# [SCHRIFTLICHE AUFGABE A]
Wiederhole die Datensätze unverändert, beginnend mit der Zeile, die „like [742, 431].“ enthält, und endend mit dem Ende der Datensätze, beide Grenzen eingeschlossen.

# [SEITENTEXT]
Meine Satiren jeden Freitag in den ISRAEL NACHRICHTEN. Morgen lest Ihr über einen 'ganz normalen Tag in der UNO'. Nichts für schwache Lachmuskeln.

 

Herzliche Grüße und trinkt einen Grappa auf den Schreck, aber bitte nur aus weißen Gläsern aus Murano oder zur Not von Lidl Italia*

 

Die untenstehende Satire ist am 6.12,2019 in der Internet-Zeitung ISRAEL NACHRICHTEN erschienen. Der Besitzer, ein gewisser Dr. Dean Grunwald (den Doktortitel konnte ich im Internet nirgends finden) hat mir nach meiner Honorarforderung das Screenshot des Titelblatts, auf dem er die Satire groß angekündigt hat, unter Androhung einer Klage auf 50.000 Euro verboten. Er kassiert die Abonnementsgebühren, bezahlt den Autoren jedoch nichts und verschickt Hass- und Droh-E-Mails, die für sich sprechen, wenn Honorar verlangt wird. Ich habe in einer einzigen Woche 6 bekommen! Hier nur eines davon. Die zahlreichen Rechtschreibe- und Interpunktions-Fehler habe ich ausgebessert. Auf die Beleidigungen gehe ich nicht ein.

 

Herr Günsberg,

Ich habe soeben Ihren neuerlichen Eintrag auf Ihrer Webseite gelesen und mich köstlich über Ihre anscheinende Blödheit amüsiert. Es geht doch gar nicht darum, ob die Geschäftsführung Honorare an Autoren bezahlt oder nicht, es geht um Ihre Verdrehung von Tatsachen und schamlosen Lügen, die Sie medial verbreiten. Dass wir keine Honorare zahlen ist doch bekannt und ausführlich auf unserer Online-Ausgabe schriftlich dokumentiert und für jedermann einsehbar. Ihr Hinweis darauf, ist deswegen BUMM - wieder einmal ein von Ihnen geschossenes Eigentor - HaHaaHaaa! Ich frage mich ernsthaft wie bescheuert ein Mensch sein muss, der so kindisch reagiert und von einem Fettnapf in den anderen stapft? Hierzulande nennt man einen solchen Typen "Troubleshooter", auf Deutsch "Flexionsbeller", der wie ein Hund nach jedem Knochen schnappt, den man ihm hinhält und anbellt. Was solche Leute "Satire" nennen, ist in Wirklichkeit nichts anderes als eine fortgeschrittene Geisteskrankheit, die dringend behandelt werden sollte. Nun, auch ich freue mich auf Ihre "Gerichtssatire", die Ihnen wahrscheinlich im Halse stecken bleiben wird. Auf jeden Fall, wird es für Sie ein teurer Spass werden, dessen bin ich mir sicher!

# [BEREITGESTELLTE DATENSÄTZE]
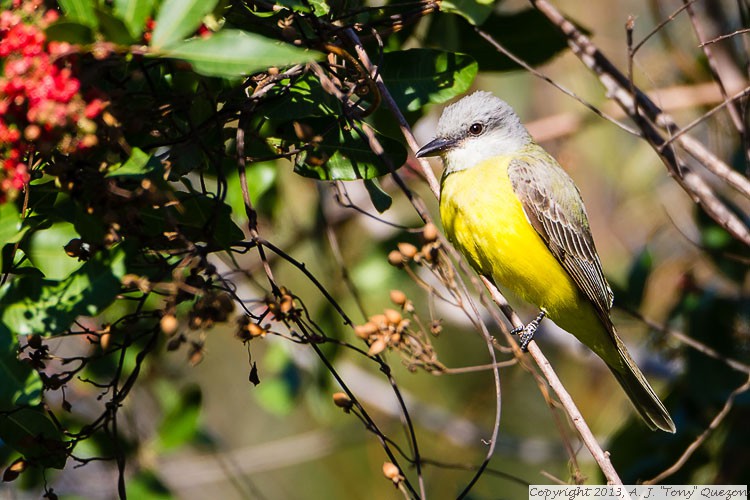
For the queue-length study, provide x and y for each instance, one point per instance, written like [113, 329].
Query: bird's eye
[476, 129]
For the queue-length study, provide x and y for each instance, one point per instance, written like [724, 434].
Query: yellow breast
[485, 220]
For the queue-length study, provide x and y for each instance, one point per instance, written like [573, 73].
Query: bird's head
[474, 129]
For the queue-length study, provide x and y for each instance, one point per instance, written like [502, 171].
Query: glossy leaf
[380, 199]
[70, 31]
[139, 164]
[35, 305]
[233, 53]
[20, 385]
[420, 76]
[306, 98]
[29, 431]
[318, 7]
[207, 220]
[134, 14]
[180, 424]
[178, 19]
[474, 11]
[638, 275]
[343, 154]
[11, 230]
[47, 250]
[81, 11]
[113, 28]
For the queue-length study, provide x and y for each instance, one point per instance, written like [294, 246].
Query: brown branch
[619, 89]
[704, 435]
[601, 457]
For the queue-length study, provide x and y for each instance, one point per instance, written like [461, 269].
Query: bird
[519, 219]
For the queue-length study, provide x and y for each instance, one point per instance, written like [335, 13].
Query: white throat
[473, 151]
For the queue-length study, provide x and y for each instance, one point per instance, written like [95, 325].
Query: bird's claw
[526, 333]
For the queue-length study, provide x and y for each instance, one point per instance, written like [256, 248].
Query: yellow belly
[485, 221]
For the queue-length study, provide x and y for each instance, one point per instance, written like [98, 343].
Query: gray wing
[553, 206]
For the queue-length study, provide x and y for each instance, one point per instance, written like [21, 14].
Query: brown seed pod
[395, 258]
[377, 347]
[169, 324]
[342, 400]
[391, 472]
[407, 250]
[398, 297]
[379, 321]
[256, 330]
[364, 331]
[73, 247]
[392, 316]
[430, 232]
[286, 304]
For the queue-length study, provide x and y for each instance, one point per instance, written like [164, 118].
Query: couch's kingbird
[519, 219]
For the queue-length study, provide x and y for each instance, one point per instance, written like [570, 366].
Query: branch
[633, 100]
[599, 455]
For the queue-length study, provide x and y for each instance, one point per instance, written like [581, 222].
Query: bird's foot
[526, 333]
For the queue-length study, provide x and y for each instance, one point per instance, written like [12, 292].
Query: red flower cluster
[41, 108]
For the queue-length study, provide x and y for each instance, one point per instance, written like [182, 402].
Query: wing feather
[553, 206]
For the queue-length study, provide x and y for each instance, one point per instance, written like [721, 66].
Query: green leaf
[208, 220]
[527, 34]
[380, 199]
[70, 31]
[30, 432]
[79, 10]
[281, 382]
[319, 7]
[304, 99]
[113, 28]
[180, 424]
[139, 164]
[20, 385]
[147, 485]
[233, 53]
[47, 253]
[420, 76]
[638, 275]
[11, 230]
[474, 11]
[134, 14]
[178, 19]
[342, 154]
[32, 304]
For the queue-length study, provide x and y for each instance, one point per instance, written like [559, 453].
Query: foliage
[145, 145]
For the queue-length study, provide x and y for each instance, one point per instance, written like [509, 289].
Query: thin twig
[702, 438]
[617, 86]
[601, 457]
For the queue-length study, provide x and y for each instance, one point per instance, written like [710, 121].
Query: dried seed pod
[407, 250]
[377, 347]
[398, 297]
[342, 400]
[364, 331]
[14, 470]
[395, 258]
[169, 324]
[430, 232]
[286, 304]
[379, 321]
[392, 316]
[391, 472]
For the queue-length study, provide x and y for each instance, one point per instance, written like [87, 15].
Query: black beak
[435, 147]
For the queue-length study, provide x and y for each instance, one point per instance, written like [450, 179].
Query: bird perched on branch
[519, 219]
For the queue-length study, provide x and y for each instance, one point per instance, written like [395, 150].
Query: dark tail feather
[639, 391]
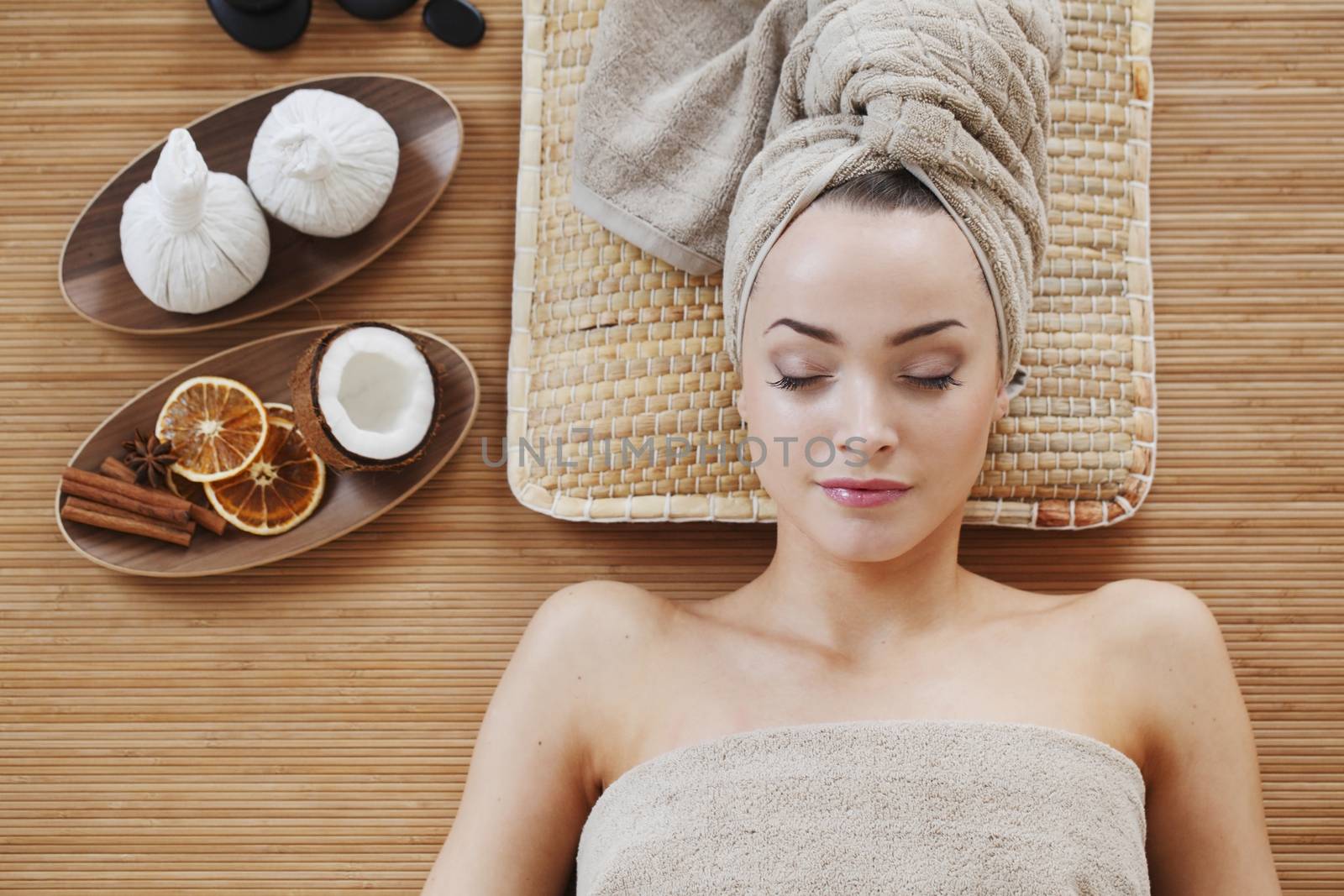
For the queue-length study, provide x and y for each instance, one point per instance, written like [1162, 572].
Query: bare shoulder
[1162, 645]
[1159, 621]
[1205, 810]
[537, 763]
[596, 618]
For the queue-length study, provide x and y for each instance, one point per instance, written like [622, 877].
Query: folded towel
[705, 127]
[874, 806]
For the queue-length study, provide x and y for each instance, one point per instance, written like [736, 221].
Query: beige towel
[906, 806]
[706, 125]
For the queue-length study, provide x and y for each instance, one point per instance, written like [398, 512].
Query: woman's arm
[1206, 815]
[531, 782]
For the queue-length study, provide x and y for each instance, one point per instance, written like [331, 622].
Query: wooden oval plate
[349, 501]
[429, 129]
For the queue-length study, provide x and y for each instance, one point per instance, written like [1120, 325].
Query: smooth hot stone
[262, 24]
[375, 8]
[454, 22]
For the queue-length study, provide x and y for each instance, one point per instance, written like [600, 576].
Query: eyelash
[924, 382]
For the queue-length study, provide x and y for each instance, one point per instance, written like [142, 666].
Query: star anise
[150, 458]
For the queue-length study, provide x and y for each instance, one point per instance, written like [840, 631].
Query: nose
[869, 419]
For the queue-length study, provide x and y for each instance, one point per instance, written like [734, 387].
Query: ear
[1001, 401]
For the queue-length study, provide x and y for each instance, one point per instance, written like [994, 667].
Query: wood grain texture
[306, 727]
[429, 132]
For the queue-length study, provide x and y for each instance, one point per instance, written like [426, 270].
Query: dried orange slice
[279, 490]
[280, 409]
[217, 426]
[185, 488]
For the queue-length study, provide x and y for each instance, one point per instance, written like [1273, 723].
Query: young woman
[871, 327]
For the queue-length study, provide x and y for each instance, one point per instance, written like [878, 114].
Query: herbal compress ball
[323, 163]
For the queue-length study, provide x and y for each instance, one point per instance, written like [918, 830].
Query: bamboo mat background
[306, 727]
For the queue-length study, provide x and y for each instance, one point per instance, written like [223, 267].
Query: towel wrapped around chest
[873, 808]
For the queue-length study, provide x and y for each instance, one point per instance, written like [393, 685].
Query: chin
[869, 535]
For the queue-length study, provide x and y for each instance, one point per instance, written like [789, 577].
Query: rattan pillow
[622, 396]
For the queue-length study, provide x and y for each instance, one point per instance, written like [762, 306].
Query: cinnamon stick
[150, 528]
[114, 511]
[208, 519]
[104, 490]
[199, 512]
[154, 496]
[116, 469]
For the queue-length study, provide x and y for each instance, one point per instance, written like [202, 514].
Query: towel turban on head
[954, 90]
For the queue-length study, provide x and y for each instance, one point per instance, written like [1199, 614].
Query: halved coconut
[366, 396]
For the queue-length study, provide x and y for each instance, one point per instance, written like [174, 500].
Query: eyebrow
[895, 338]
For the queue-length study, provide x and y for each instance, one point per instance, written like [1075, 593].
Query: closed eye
[786, 382]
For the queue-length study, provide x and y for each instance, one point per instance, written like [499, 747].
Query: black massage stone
[454, 22]
[375, 8]
[262, 24]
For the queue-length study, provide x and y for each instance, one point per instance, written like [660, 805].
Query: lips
[864, 484]
[864, 493]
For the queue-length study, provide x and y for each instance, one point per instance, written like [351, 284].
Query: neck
[859, 610]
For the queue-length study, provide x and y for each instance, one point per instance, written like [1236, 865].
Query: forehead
[890, 265]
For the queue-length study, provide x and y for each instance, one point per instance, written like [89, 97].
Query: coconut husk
[316, 432]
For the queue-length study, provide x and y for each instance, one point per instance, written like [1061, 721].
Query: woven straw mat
[609, 342]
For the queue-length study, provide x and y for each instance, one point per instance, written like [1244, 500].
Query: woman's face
[847, 344]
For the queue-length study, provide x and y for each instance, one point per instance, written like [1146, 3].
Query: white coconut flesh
[375, 391]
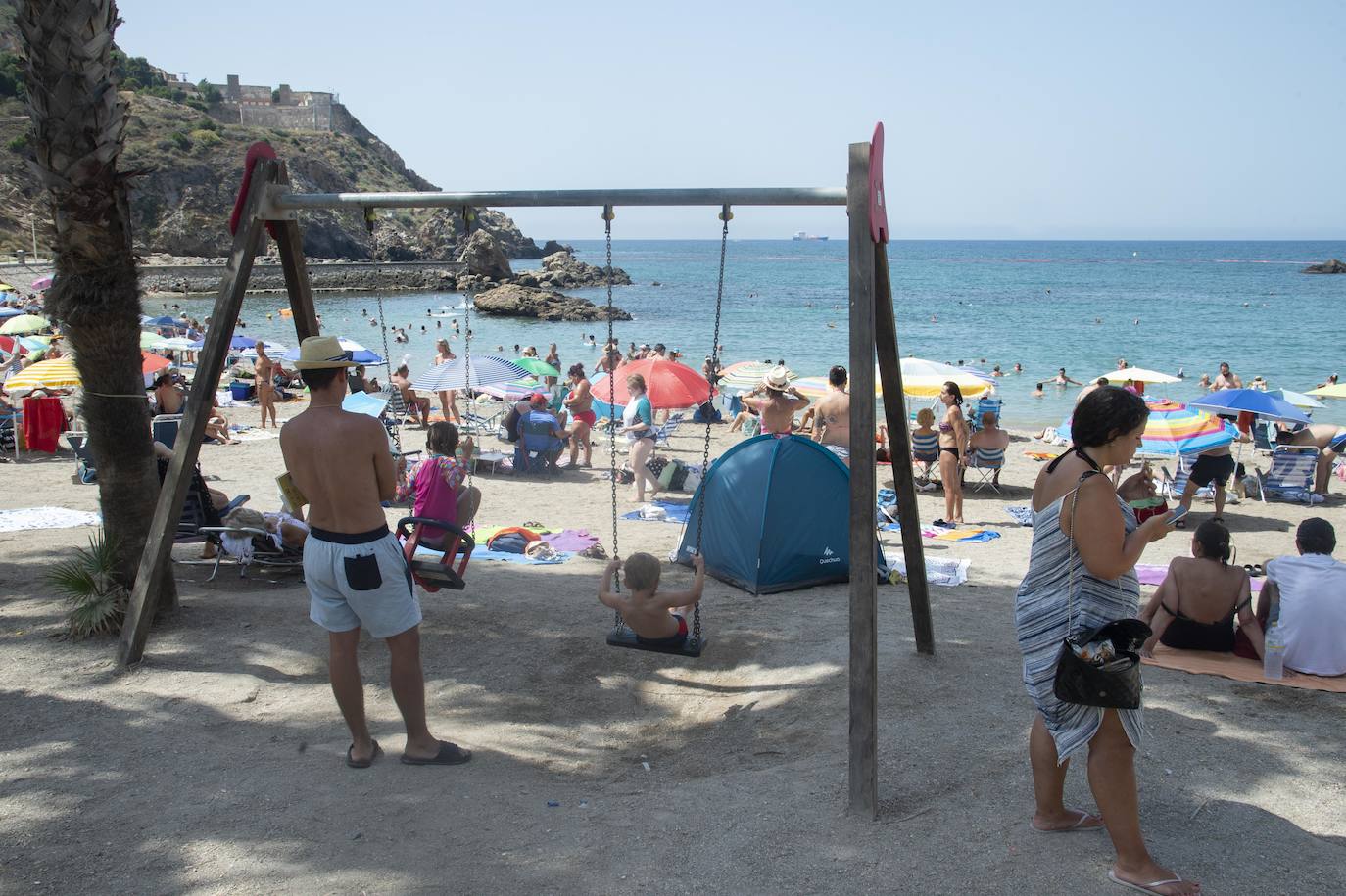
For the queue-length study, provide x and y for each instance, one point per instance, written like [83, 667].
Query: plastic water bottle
[1274, 653]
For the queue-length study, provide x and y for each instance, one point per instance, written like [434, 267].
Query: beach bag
[1098, 666]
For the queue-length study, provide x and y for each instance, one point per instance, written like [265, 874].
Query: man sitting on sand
[417, 405]
[780, 405]
[1306, 594]
[832, 423]
[353, 564]
[657, 619]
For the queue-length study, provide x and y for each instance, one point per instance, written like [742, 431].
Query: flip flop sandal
[1075, 828]
[1144, 888]
[363, 763]
[447, 755]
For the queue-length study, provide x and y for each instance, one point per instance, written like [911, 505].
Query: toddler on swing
[657, 618]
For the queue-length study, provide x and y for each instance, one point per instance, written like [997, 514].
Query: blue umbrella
[457, 374]
[1253, 401]
[359, 353]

# [SCHRIFTLICHE AUFGABE B]
Schreibe aus dem Seitentext den Abschnitt wortgetreu ab, der mit „Die untenstehende Satire“ beginnt und mit „ich nicht ein.“ endet.

# [VOLLSTÄNDIGE ANTWORT A]
For the queue-length study, provide x and y for each instance, one point per instance, written like [742, 431].
Query: flip flop sandal
[1075, 828]
[1144, 888]
[363, 763]
[447, 755]
For the queue-length study, provide x and y for each instance, one point per instance, written like [911, 505].
Query: toddler on swing
[657, 618]
For the queue-length study, provide x and y for each instance, one point per instance, written like [997, 514].
Query: blue umbrella
[457, 374]
[1253, 401]
[359, 353]

# [VOLLSTÄNDIGE ANTWORT B]
Die untenstehende Satire ist am 6.12,2019 in der Internet-Zeitung ISRAEL NACHRICHTEN erschienen. Der Besitzer, ein gewisser Dr. Dean Grunwald (den Doktortitel konnte ich im Internet nirgends finden) hat mir nach meiner Honorarforderung das Screenshot des Titelblatts, auf dem er die Satire groß angekündigt hat, unter Androhung einer Klage auf 50.000 Euro verboten. Er kassiert die Abonnementsgebühren, bezahlt den Autoren jedoch nichts und verschickt Hass- und Droh-E-Mails, die für sich sprechen, wenn Honorar verlangt wird. Ich habe in einer einzigen Woche 6 bekommen! Hier nur eines davon. Die zahlreichen Rechtschreibe- und Interpunktions-Fehler habe ich ausgebessert. Auf die Beleidigungen gehe ich nicht ein.